> ТЕКСТ ДОКУМЕНТА:
Искренне любя и ценя Нащокина за его редкие душевные качества, бескорыстие, готовность прийти на помощь, Пушкин вместе с тем в ряде писем, относящихся к началу 30-х годов, выражает глубокое недовольство тем, как протекает жизнь его друга. 16 декабря 1831 года Пушкин пишет жене из Москвы: {Пушкин в этот приезд прожил у Нащокина около трех недель.} ‘Нащокин занят делами, а дом его такая бестолочь и ералаш, что голова кругом идет. С утра до вечера у него разные народы: игроки, отставные гусары, студенты, стряпчие, цыгане, шпионы, особенно заимодавцы. Всем вольный вход, всем до него нужда, всякий кричит, курит трубку, обедает, пьет, пляшет, угла нет свободного — что делать? Между тем денег у него нет, кредита нет… Вчера Нащокин задал нам цыганский вечер, я так от этого отвык, что от крику гостей и пенья цыганок до сих пор голова болит’ (XIV, 249).
25 сентября следующего года Пушкин в письме к Наталье Николаевне говорит, что ‘Нащокин мил до чрезвычайности’, но о его окружении отзывается еще резче, чем год назад, прибавляя: ‘…не понимаю, как можно жить окруженным такой сволочью’ (XIV, 32).
Действительно, что-то неладное делалось с Нащокиным в эти годы. Его издавна неупорядоченная жизнь стала уже совсем беспорядочной. Причин этого переживаемого им душевного срыва мы не знаем. Возможно, их надо искать в печальных событиях 1828 года.
Нащокин в этом году потерял мать, о которой он отзывался как о ‘женщине необыкновенного ума и способностей’. Клеопатра Петровна, живя вместе с сыном в Петербурге в годы его недолгой военной службы, по-видимому, не умела полностью обуздывать его мятущуюся натуру, баловала его свыше всякой меры, но все же присутствие матери, которую не хотелось слишком огорчать, было в известной мере сдерживающим началом.
И в том же 1828 году умерла женщина, которой, быть может, удавалось то, с чем не могла совладать мать. 5 августа этого года П. А. Вяземский пишет своему приятелю Николаю Алексеевичу Муханову: ‘Я совершенно ничего не знал о несчастии Нащокина. Известие ваше поразило меня нечаянностью и плачевностью. Я почти только раз видел покойницу и очень полюбил ее за миловидность и милое обращение. Расскажите мне, каким случаем умерла она так скоропостижно’ {Письма Петра Андреевича Вяземского братьям Мухановым, 1827 и 1828 гг.— В кн.: ‘Сборник старинных бумаг, хранящихся в Музее П. И. Щукина’, ч: IX. М., 1901, с. 193.}. Тогда же, 24 августа, Александр Алексеевич Муханов пишет брату с театра военных действий: ‘Кланяйся Нащокину, я вполне разделяю его живое и огромное горе’ {Дневник и письма Александра Алексеевича Муханова.— В кн.: Щукинский сборник, вып. III. М., 1904, с. 194.}.

> ЗАДАНИЕ 1: Приведите ещё раз дословно отрывок из текста о Пушкине и Нащокине, начиная со слов «Искренне любя и» и заканчивая словами «болит’ (XIV, 249).».

> СТРОКИ ДАННЫХ:
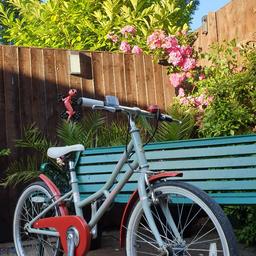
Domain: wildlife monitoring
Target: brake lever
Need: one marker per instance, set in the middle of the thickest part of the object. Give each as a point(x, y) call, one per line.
point(110, 109)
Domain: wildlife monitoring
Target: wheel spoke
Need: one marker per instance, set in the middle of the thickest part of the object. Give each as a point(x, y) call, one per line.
point(195, 216)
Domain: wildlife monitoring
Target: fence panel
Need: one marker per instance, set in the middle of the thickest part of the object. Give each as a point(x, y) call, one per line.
point(236, 20)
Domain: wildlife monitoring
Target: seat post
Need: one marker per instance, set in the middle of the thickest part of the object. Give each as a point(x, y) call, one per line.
point(74, 186)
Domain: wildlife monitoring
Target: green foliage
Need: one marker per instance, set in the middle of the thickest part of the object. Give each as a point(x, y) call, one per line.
point(243, 218)
point(85, 24)
point(35, 144)
point(224, 102)
point(85, 132)
point(234, 106)
point(5, 152)
point(175, 131)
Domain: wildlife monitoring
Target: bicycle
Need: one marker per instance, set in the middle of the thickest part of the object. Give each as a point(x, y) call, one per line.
point(163, 217)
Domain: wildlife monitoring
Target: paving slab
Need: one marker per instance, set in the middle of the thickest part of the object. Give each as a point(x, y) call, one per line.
point(111, 247)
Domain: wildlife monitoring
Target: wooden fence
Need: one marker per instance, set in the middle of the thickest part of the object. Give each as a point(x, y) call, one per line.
point(31, 80)
point(236, 20)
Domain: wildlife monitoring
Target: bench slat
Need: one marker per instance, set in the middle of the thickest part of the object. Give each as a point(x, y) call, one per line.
point(208, 186)
point(225, 167)
point(176, 154)
point(180, 144)
point(188, 175)
point(221, 198)
point(177, 165)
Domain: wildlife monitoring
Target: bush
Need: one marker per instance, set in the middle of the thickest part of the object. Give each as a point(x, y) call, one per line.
point(86, 24)
point(223, 101)
point(232, 87)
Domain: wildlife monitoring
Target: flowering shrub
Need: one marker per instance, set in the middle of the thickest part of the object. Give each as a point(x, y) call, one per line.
point(89, 25)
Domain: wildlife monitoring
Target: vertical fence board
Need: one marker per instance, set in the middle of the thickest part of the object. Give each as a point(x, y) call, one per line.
point(149, 78)
point(62, 71)
point(11, 82)
point(25, 87)
point(2, 104)
point(98, 78)
point(108, 74)
point(169, 91)
point(236, 20)
point(87, 75)
point(131, 87)
point(51, 91)
point(119, 75)
point(12, 114)
point(38, 83)
point(159, 90)
point(140, 81)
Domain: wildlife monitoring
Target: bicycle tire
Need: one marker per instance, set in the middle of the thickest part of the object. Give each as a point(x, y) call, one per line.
point(33, 200)
point(186, 202)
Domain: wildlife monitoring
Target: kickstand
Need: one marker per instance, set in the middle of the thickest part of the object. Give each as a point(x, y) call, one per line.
point(72, 241)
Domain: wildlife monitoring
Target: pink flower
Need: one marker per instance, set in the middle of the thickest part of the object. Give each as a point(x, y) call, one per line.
point(170, 42)
point(137, 50)
point(156, 39)
point(199, 101)
point(184, 32)
point(201, 77)
point(184, 100)
point(208, 100)
point(186, 51)
point(181, 92)
point(176, 79)
point(189, 74)
point(188, 64)
point(125, 47)
point(128, 30)
point(175, 57)
point(113, 37)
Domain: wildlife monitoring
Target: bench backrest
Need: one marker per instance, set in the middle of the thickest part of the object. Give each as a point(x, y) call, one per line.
point(225, 167)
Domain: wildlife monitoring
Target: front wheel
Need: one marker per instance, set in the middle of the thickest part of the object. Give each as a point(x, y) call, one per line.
point(190, 223)
point(34, 199)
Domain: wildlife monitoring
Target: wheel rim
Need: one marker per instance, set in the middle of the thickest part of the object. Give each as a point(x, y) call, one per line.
point(200, 232)
point(33, 201)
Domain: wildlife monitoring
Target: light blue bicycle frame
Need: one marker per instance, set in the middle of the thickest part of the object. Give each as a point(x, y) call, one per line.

> ЗАДАНИЕ 2: Прибавьте 129 к каждому числу в координатах точек и заново выпишите только строки данных, начиная с самой первой и заканчивая строкой, где стоит «point(195, 216)». Строки приводите целиком, а изображения в ответ не включайте.

> ПИСЬМЕННОЕ РЕШЕНИЕ 1:
Искренне любя и ценя Нащокина за его редкие душевные качества, бескорыстие, готовность прийти на помощь, Пушкин вместе с тем в ряде писем, относящихся к началу 30-х годов, выражает глубокое недовольство тем, как протекает жизнь его друга. 16 декабря 1831 года Пушкин пишет жене из Москвы: {Пушкин в этот приезд прожил у Нащокина около трех недель.} ‘Нащокин занят делами, а дом его такая бестолочь и ералаш, что голова кругом идет. С утра до вечера у него разные народы: игроки, отставные гусары, студенты, стряпчие, цыгане, шпионы, особенно заимодавцы. Всем вольный вход, всем до него нужда, всякий кричит, курит трубку, обедает, пьет, пляшет, угла нет свободного — что делать? Между тем денег у него нет, кредита нет… Вчера Нащокин задал нам цыганский вечер, я так от этого отвык, что от крику гостей и пенья цыганок до сих пор голова болит’ (XIV, 249).

> ПИСЬМЕННОЕ РЕШЕНИЕ 2:
Domain: wildlife monitoring
Target: brake lever
Need: one marker per instance, set in the middle of the thickest part of the object. Give each as a point(x, y) call, one per line.
point(239, 238)
Domain: wildlife monitoring
Target: wheel spoke
Need: one marker per instance, set in the middle of the thickest part of the object. Give each as a point(x, y) call, one per line.
point(324, 345)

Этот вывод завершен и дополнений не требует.